▸ To be done
Offset by 91 every x and y coordinate in the answers, and reproduce all lines, requests included, from the start of the records through the line containing "x=736 y=209".

━━━

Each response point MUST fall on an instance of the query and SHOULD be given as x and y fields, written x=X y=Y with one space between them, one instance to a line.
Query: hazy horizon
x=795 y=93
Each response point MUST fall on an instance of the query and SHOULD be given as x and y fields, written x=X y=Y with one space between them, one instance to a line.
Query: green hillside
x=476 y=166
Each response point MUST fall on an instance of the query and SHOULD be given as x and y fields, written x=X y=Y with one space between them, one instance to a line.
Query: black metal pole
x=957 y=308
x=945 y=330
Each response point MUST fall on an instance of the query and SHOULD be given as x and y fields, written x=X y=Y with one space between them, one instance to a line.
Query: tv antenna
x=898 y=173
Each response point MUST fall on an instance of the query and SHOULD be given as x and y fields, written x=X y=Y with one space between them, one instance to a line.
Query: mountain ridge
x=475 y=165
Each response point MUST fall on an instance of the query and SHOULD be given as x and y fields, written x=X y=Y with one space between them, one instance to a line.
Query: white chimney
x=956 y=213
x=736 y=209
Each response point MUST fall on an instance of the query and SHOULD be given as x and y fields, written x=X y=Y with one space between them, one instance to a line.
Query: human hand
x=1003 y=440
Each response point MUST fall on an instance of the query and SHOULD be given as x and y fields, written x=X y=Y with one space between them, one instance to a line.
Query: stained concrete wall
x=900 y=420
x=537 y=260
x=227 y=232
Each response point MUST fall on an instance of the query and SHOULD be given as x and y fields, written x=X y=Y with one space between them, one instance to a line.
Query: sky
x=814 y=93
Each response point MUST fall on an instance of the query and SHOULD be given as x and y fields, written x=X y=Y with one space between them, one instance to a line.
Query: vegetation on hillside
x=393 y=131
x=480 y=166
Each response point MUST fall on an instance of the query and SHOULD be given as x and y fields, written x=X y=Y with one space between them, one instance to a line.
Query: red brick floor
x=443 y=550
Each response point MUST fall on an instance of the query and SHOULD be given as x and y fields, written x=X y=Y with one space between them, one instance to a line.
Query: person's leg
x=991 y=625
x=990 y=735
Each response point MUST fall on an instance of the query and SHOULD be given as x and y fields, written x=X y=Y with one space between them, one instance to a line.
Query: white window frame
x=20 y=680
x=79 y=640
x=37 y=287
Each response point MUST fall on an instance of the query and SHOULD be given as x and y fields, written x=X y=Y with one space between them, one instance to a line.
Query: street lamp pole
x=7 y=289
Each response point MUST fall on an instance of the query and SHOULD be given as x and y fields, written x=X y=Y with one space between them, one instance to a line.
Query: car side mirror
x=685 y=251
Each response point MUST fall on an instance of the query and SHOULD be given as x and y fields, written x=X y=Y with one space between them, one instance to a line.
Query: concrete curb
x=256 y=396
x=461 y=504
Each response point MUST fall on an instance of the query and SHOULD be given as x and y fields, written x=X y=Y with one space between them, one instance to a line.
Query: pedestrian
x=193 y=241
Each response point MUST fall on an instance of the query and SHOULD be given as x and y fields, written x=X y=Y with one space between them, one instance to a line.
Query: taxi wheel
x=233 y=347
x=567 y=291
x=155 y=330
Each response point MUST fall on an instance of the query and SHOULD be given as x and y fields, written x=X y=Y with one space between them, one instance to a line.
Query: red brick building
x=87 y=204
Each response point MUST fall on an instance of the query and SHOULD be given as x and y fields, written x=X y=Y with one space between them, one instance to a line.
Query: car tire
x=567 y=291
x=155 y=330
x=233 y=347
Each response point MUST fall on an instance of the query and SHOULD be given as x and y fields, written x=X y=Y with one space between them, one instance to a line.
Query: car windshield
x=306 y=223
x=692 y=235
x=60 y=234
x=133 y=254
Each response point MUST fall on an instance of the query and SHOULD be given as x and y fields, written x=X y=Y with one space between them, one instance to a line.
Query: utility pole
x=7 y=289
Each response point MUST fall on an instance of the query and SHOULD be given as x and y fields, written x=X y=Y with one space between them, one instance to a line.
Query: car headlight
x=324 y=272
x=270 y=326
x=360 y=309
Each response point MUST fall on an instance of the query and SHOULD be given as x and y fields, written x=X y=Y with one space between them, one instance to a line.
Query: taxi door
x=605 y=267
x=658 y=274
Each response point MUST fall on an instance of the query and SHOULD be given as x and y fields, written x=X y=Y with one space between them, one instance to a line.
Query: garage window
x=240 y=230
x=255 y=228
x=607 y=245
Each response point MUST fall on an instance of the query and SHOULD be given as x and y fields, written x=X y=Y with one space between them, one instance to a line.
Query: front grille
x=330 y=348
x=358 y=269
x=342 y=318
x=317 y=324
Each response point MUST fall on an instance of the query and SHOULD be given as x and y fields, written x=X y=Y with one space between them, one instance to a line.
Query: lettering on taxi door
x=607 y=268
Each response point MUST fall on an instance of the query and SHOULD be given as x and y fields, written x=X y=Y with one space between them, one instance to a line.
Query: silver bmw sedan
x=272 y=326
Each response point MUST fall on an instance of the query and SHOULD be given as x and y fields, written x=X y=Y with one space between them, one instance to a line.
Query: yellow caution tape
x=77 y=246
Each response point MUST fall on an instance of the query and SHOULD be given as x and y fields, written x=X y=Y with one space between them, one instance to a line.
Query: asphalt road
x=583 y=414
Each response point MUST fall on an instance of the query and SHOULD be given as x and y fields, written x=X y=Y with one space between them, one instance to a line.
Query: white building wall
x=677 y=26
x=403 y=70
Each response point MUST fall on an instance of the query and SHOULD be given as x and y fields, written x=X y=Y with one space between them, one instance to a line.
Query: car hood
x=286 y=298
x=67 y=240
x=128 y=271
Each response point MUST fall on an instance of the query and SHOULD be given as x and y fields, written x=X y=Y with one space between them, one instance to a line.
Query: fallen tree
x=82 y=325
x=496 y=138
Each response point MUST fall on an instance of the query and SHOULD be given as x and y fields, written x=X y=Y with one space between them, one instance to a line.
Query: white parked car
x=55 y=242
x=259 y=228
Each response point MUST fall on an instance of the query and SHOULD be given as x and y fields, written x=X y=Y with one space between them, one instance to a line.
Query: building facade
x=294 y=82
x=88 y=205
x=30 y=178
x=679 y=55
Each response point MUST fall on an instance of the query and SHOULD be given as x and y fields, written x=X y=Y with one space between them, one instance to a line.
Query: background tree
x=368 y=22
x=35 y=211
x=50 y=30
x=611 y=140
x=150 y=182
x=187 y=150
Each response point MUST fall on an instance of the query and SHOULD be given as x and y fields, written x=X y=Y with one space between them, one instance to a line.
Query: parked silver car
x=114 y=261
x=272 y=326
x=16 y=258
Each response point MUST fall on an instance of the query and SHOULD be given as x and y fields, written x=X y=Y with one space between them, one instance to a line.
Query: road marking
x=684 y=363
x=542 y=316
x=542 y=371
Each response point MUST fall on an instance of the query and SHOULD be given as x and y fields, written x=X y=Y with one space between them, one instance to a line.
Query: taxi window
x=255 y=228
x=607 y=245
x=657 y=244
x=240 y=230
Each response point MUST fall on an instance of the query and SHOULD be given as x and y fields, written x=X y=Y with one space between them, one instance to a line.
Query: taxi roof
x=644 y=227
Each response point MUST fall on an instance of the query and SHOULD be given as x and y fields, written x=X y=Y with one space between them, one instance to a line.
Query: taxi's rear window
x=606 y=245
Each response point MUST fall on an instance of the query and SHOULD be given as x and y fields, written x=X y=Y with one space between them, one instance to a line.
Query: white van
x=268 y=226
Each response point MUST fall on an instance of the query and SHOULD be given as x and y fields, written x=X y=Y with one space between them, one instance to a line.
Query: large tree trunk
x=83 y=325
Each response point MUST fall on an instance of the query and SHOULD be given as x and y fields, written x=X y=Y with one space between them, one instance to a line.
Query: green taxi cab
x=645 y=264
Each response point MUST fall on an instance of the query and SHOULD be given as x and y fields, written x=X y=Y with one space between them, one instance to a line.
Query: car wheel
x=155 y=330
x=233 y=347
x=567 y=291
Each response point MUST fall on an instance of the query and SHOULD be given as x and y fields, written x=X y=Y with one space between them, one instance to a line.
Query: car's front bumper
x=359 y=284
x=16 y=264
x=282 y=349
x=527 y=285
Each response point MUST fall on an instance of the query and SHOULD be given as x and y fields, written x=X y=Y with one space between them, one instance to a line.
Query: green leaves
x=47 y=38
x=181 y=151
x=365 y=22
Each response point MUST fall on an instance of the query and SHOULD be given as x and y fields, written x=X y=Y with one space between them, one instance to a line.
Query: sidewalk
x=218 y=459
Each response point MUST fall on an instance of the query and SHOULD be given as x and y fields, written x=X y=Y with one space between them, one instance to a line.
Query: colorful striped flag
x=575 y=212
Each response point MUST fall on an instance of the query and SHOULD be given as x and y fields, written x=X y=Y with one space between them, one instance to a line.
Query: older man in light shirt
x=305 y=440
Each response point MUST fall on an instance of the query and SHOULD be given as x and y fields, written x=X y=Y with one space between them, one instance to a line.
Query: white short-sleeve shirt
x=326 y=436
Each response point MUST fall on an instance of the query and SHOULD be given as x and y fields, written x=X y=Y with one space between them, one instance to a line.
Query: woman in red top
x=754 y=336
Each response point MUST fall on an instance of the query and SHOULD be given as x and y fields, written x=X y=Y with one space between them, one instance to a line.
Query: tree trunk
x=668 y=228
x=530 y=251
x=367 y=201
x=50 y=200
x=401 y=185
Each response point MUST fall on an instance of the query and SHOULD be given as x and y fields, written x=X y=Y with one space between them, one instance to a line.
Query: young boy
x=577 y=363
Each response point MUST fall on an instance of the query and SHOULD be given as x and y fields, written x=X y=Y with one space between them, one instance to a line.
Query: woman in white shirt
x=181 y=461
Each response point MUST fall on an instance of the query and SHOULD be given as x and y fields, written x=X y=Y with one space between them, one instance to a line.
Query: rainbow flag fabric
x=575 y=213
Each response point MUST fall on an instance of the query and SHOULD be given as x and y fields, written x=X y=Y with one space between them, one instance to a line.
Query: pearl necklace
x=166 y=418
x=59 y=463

━━━

▸ In response
Each response point MUST fall on an instance of the query and SHOULD be given as x and y fields, written x=X y=Y with one space between them, one instance to a line.
Query: hazy horizon
x=886 y=184
Each response point MUST fall on an instance of the query and SHOULD be given as x and y fields, written x=X y=Y with one space between them, one instance to a line.
Query: green hillside
x=567 y=257
Each response point MUST fall on an instance of the query and SHOULD be given as x and y fields, written x=X y=Y with one space between them, one instance to a line.
Query: black metal pole
x=1048 y=399
x=1036 y=421
Each response point MUST fall on an instance of the query and SHOULD be given as x and y fields, written x=X y=Y with one space between them, one instance to a line.
Query: tv antenna
x=989 y=264
Each response point MUST fall on an instance of the query and SHOULD be given as x and y fields, written x=X y=Y with one space between them, one instance to a line.
Query: mountain ridge
x=566 y=256
Each response point MUST fall on an instance of the query and SHOULD be given as x and y fields, written x=X y=Y with one space between them, one instance to a line.
Query: white chimney
x=1047 y=304
x=827 y=300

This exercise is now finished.